▸ EXERCISE TEXT
Radical proposals to curtail legal aid are based on false economy and should be halted until all the unintended consequences are properly calculated, a new report by King's College London (KCL) warns.
Almost 60 per cent of the savings predicted by the Ministry of Justice will simply shift to other government departments, weighing particularly heavy on the coffers of health, business and the Treasury, according to the report commissioned by the Law Society. The MoJ expects to save £239m a year by slashing legal aid in family law, social welfare and clinical negligence cases. But this would trigger knock-on departmental costs worth £139m as courts fill-up with people trying to represent themselves or else turn to state-subsidised mediation.
The report comes as the House of Lords resumes debate of the Legal Aid, Sentencing and Punishment of Offenders Bill which the MoJ hopes will help it make annual savings of £2bn by 2015. It will boost claims by a growing number of cross-party peers proposing an amendment, to be voted on tonight, which supports delaying the reforms until the Government carries out a comprehensive assessment of the wider, unintended costs to the taxpayer.
The exclusion of clinical negligence from legal aid, which is most widely opposed, would cost the NHS three times more than the MoJ would save, as trusts take out expensive insurance policies instead. The expected net loss, calculated by KCL as £18million, excludes the substantial costs linked to individual cases, which could see more reliance on emergency NHS and social services and longer periods off work.

▸ EXERCISE SET
1 - Return everything in the article on legal aid cuts from "The exclusion of" down to "periods off work.".
2 - Carry the article on legal aid cuts further, starting after its last sentence.
The lines that come next are separate material with no connection to the article.

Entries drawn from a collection
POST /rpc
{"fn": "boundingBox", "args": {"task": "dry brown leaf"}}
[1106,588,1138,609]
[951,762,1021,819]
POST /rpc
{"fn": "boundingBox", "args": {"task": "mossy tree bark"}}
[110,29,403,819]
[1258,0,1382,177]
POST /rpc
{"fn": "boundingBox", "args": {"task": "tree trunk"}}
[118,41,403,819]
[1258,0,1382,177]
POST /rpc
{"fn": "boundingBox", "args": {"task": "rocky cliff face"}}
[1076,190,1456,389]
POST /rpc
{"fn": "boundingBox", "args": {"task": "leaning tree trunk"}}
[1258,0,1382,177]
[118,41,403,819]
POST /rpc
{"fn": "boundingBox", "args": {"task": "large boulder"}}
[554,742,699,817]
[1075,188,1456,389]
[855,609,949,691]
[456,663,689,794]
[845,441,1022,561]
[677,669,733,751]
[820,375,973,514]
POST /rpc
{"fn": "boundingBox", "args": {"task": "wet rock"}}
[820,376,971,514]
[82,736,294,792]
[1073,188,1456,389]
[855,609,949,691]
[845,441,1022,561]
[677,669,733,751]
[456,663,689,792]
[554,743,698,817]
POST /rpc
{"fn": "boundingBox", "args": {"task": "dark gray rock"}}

▸ RESULTS OF THE EXERCISE
1 -
The exclusion of clinical negligence from legal aid, which is most widely opposed, would cost the NHS three times more than the MoJ would save, as trusts take out expensive insurance policies instead. The expected net loss, calculated by KCL as £18million, excludes the substantial costs linked to individual cases, which could see more reliance on emergency NHS and social services and longer periods off work.

2 -
Dr Graham Cookson, report author from the KCL Department of Management, said: "My call, which echoes the Justice Select Committee, is for the MoJ to publish a detailed account of the true impact of the Bill before it is enacted. It is then up to Parliament to decide what to do. My analysis shows the proposed changes are based on false economy and will actually cause problems."
The legal aid tab was £2.1bn in 2009/10; just less than half was spent on civil and family cases and those seeking compensation for NHS mistakes. The MoJ wants to cut the bill by almost a quarter, affecting around 600,000 people a year, as the system is no longer affordable.
But assertions about a compensation culture are wrong as civil legal aid costs fell over the past decade, argues the Law Society. Its Chief Executive, Desmond Hudson, said: "The concepts of fairness and justice and access to justice are not going to be the same if this Bill is passed."